*** Document segment

This week I asked my daughter if she would guest blog to give her perspective of the past few weeks.
"Do not be anxious about anything, but in every situation, by prayer and petition, with thanksgiving, present your requests to God. And the peace of God, which transcends all understanding, will guard your hearts and your minds in Christ Jesus".—Philippians 4:6-7
It seems strange to think of denial as a gift from God, but these past few weeks that's exactly what God has given me. I have continuously been praying for peace and strength throughout this cancer diagnosis and God provided that to me by using denial as a coping method.
My mom wrote about how proud she was of me for being brave and having fun in the midst of everything with the "thyroid going away party." But really for me it was like a big joke. None of it seemed real, even when the resident surgeon was drawing an "X" on my neck it still wasn't hitting me. I was doing all of these things that needed to be done, but none of it was really affecting me.
As someone who has struggled with anxiety, this was a HUGE gift. Looking back, I don't know how I wasn't a nervous wreck. It was obviously all real and all actually happening to me, but I think God allowed me to fully trust in Him by providing me with the coping mechanism of denial rather than focusing on myself as I would have in an anxious state.
I thank God now for that gift of denial, however that period has come to an end. There is no denying the scar on my neck or the medications I will take for the rest of my life. But there is also no denying the presence of God throughout all of this. He provides us with what we need, and for me denial was just that.
He has been so faithful in providing for my family the past few weeks. We have had so much support and prayers from family, friends, and even complete strangers. We have gotten in with all the best doctors on dates that work with my complicated college schedule. It is impossible to deny His role in all of this. I also want to thank those of you that have been walking this journey with us. Your support and prayers have meant so much.

******

Work instructions:
1. Say whether each statement agrees with the guest post, answering yes or no and quoting the words of the post that decide it.
(a) The writer has never struggled with anxiety.
(b) A resident surgeon drew an "X" on the writer's neck.
(c) The writer will take medications for the rest of her life.
2. Write out the part of the guest post that starts at the words "As someone who" and stop after "was just that.".
3. Answer these questions from the guest post.
(a) Which Bible passage is quoted?
(b) What name did the writer's mom give the party?
(c) Besides family and friends, who has given support and prayers?
The listing that follows comes from a separate source.

*** Provided records

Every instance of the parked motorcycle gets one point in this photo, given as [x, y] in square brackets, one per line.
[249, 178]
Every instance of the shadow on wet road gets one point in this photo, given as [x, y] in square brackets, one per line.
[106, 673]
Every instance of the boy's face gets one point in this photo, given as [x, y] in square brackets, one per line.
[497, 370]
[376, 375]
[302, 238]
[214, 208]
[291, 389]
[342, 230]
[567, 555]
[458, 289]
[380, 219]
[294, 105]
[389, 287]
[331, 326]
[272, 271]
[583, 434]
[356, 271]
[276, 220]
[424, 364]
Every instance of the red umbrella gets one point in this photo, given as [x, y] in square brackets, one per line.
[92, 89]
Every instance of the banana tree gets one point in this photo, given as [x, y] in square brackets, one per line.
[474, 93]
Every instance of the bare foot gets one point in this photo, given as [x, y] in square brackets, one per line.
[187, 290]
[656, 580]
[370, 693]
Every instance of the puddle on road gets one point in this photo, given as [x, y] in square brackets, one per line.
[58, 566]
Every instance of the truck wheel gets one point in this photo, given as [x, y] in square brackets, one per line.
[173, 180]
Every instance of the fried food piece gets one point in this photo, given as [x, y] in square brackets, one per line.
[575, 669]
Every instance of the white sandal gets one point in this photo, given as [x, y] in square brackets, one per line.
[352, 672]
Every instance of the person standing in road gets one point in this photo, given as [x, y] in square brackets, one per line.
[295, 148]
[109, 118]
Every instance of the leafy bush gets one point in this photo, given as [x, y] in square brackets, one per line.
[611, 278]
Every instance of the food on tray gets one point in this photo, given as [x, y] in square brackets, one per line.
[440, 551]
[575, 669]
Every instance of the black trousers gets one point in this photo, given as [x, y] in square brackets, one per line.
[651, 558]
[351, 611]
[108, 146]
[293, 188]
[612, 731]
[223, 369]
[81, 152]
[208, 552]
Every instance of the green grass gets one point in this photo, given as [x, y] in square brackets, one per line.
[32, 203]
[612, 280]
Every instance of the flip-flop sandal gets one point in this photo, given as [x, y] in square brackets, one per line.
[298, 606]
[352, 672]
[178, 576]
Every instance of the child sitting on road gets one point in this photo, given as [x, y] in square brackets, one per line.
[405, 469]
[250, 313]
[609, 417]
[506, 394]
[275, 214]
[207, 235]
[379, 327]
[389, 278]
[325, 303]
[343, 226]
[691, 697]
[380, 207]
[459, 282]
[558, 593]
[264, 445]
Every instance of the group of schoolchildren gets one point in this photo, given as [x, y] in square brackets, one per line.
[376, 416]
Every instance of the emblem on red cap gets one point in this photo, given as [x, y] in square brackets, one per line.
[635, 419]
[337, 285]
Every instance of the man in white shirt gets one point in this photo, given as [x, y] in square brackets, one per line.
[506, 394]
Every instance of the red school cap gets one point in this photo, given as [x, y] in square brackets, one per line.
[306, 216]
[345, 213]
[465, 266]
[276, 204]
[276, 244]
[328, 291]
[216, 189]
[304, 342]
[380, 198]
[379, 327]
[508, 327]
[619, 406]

******

Responses by task:
1.
(a) No: "As someone who has struggled with anxiety, this was a HUGE gift."
(b) Yes: "even when the resident surgeon was drawing an "X" on my neck"
(c) Yes: "the medications I will take for the rest of my life"

2.
As someone who has struggled with anxiety, this was a HUGE gift. Looking back, I don't know how I wasn't a nervous wreck. It was obviously all real and all actually happening to me, but I think God allowed me to fully trust in Him by providing me with the coping mechanism of denial rather than focusing on myself as I would have in an anxious state.
I thank God now for that gift of denial, however that period has come to an end. There is no denying the scar on my neck or the medications I will take for the rest of my life. But there is also no denying the presence of God throughout all of this. He provides us with what we need, and for me denial was just that.

3.
(a) Philippians 4:6-7
(b) The "thyroid going away party"
(c) Complete strangers